◆ **Task requirements**:
A. In the door flap thread, what material did goat fever use for the flap?
B. Write the next part of the door flap thread, picking up after its last line.

── Provided text

# Door flaps...



## Muddy Creek Farm (Oct 5, 2007)

We made these so that the wind is blocked but the goats can get in and out. I love them, they really really help.


----------



## enjoytheride (Oct 5, 2007)

Good for keeping flies out too but what material did you use? I can'tthink of anything my girls wouldn't chew into pieces.


----------



## Muddy Creek Farm (Oct 5, 2007)

I really did think they would chew it, but they haven't. My goats don't chew at all... I just used some rubber-like stuff from lowes, I bought a few feet. It was really cheap and has done a great job so far.


----------



## Rachel K (Jan 7, 2008)

Great idea. :thumb:


----------



## FarmGirl18 (Oct 5, 2007)

Neat idea Chelsey! :thumbup: I like it!


----------



## fritzie (Oct 6, 2007)

great idea. thanks. i have had tarps up this winter but between the goats & the dogs they tear them into shreds.


----------



## jBlaze (Oct 9, 2007)

How did you ever find goats that don't chew!!!??? 
I would love to do something like that, but would hate to see it in a week, lol.


----------



## Muddy Creek Farm (Oct 5, 2007)

I have no idea! They don't chew a bit! :leap:


----------



## jBlaze (Oct 9, 2007)

Are you sure they are really goats? lol  jk


----------



## Muddy Creek Farm (Oct 5, 2007)

You know, they aren't goats. They are angels :angel:


----------



## goat fever (Oct 18, 2007)

I did the same thing on my goat shed. It does really help keep the wind and snow out. I didn't cut any strips in my though. The goats just push on it and in they go. My goats must be angels too, they don't chew on it either. But mine will steal $ 5.00 out of your pockets and eat that. Go figure.


----------



## goat fever (Oct 18, 2007)

I forgot the add the material we use was just an old black tarp. Nothing special.


----------



## StaceyRosado (Oct 5, 2007)

rubber is pretty hard and doesn't taste good so maybe that helps :shrug: 

I've tried plastic (some really tough stuff not even sure what it usally is used for) and mine started to eat it! So down it went.

I like the rubber idea though, hmmmm will have to remember that


----------



## kids-n-peeps (Aug 24, 2009)

MuddyCreekFarm . . . 

I was in Lowes and Home Depot this past weekend and couldn't find anything that looked like the material you used for your door flap . . . if you could provide any more details, that would be wonderful! (i.e. was it on a roll and you had it cut, was it in the flooring section, etc.).


----------



## ProctorHillFarm (May 15, 2008)

────
── Stored rows

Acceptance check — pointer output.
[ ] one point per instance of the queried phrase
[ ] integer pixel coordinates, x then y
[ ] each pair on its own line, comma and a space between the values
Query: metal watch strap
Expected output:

────

◆ **Answers to the problems**:
A. An old black tarp.

B.
My husband runs an excavation and landscaping supply company and probably about two years ago he brought some rubber "pond liner" home- and thats exactly what we did with it! We hung it over the small doors- and even a 10x10 run in, it really makes a huge difference.
We kept ours in solid flaps sort of like a regular dog door- it only takes them about 5 minutes to figure out they can push it open and come and go.


----------



## kids-n-peeps (Aug 24, 2009)

Thanks PHF. We recently built a little run-in on to the back of an existing structure. We made it taller than our other run-in to make it easier for us to get in to clean, add minerals, etc. However, with the cold snap we had last week, I quickly realized how much colder it was than our more-enclosed run in. I am hoping that this will be a good solution during the winter months, provided they don't decide it's tasty.


----------



## ProctorHillFarm (May 15, 2008)

we havent had any of ours eat it either- here is a picture of one of our small doors to the barn
its .45 mil thickness- so pretty heavy duty stuff, not sure if it needs to be that heavy though!


----------



## harmonygoats (Nov 20, 2007)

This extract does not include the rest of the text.